Reproduce every item below verbatim, leaving each line unchanged.

--- START Material provided ---

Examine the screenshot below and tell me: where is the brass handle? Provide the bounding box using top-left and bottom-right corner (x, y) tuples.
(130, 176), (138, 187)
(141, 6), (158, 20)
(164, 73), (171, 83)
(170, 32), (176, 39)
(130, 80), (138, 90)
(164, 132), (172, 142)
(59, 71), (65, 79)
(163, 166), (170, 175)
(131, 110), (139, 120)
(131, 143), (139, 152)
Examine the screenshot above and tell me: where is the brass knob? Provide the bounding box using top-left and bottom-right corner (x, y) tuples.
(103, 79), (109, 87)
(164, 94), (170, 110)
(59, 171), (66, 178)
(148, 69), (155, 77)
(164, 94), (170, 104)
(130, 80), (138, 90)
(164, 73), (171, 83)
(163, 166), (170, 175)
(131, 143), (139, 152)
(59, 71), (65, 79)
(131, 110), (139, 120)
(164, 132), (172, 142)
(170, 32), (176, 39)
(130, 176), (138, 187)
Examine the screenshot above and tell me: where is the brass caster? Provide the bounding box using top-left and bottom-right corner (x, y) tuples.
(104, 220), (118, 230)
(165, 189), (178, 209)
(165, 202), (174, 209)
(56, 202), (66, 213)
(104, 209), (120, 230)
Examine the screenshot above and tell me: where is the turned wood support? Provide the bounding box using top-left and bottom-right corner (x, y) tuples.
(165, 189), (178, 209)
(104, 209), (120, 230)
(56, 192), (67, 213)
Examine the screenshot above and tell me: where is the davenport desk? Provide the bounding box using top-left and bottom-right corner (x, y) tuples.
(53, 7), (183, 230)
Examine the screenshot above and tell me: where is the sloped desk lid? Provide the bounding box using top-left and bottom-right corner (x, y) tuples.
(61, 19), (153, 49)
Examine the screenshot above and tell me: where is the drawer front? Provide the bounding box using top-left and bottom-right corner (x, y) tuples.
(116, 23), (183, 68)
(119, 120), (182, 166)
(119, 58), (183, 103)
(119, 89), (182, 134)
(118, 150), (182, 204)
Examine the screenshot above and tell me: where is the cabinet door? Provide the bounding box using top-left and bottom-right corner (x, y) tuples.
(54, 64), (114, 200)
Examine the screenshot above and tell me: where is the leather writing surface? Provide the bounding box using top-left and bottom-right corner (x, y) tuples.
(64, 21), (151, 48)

--- END Material provided ---

• _Problem solution_
Examine the screenshot below and tell me: where is the brass handle? Provide the bounding box using top-left and bottom-right corner (x, y) tuples.
(130, 176), (138, 187)
(141, 6), (158, 20)
(164, 73), (171, 83)
(170, 32), (176, 39)
(130, 80), (138, 90)
(164, 132), (172, 142)
(59, 71), (65, 79)
(163, 166), (170, 175)
(131, 110), (139, 120)
(131, 143), (139, 152)
Examine the screenshot above and tell me: where is the brass knob? Provide the bounding box using top-left and bottom-right corner (x, y) tuples.
(103, 79), (109, 87)
(164, 94), (170, 110)
(59, 171), (66, 178)
(148, 69), (155, 77)
(164, 94), (170, 104)
(130, 80), (138, 90)
(164, 73), (171, 83)
(163, 166), (170, 175)
(131, 143), (139, 152)
(59, 71), (65, 79)
(131, 110), (139, 120)
(164, 132), (172, 142)
(170, 32), (176, 39)
(130, 176), (138, 187)
Examine the screenshot above and tell me: where is the brass caster? Provide the bounding box using top-left and bottom-right corner (x, y) tuples.
(104, 220), (118, 230)
(165, 189), (178, 209)
(165, 202), (174, 209)
(56, 202), (66, 213)
(104, 209), (120, 230)
Examine the screenshot above and tell me: where is the turned wood support? Provide the bounding box using top-left and bottom-right corner (x, y) tuples.
(165, 189), (178, 209)
(104, 209), (120, 230)
(56, 192), (67, 213)
Examine the screenshot above and tell me: where is the davenport desk? Provide the bounding box using top-left and bottom-right corner (x, y) tuples.
(53, 7), (183, 230)
Examine the screenshot above and tell me: where is the sloped desk lid? Provide the bounding box using top-left and bottom-right corner (x, y) tuples.
(61, 19), (153, 49)
Examine the screenshot above and tell me: where is the drawer front? Provide the bounding box using top-left and bottom-right corner (x, y) tuples.
(116, 23), (183, 68)
(119, 120), (182, 166)
(119, 58), (183, 103)
(119, 89), (182, 134)
(118, 150), (182, 204)
Examine the screenshot above and tell me: where is the cabinet door? Provide the bounding box using top-left and bottom-right corner (x, y) tuples.
(54, 64), (114, 200)
Examine the screenshot above and tell me: where is the leather writing surface? Provide the bounding box using top-left and bottom-right corner (x, y) tuples.
(64, 21), (151, 48)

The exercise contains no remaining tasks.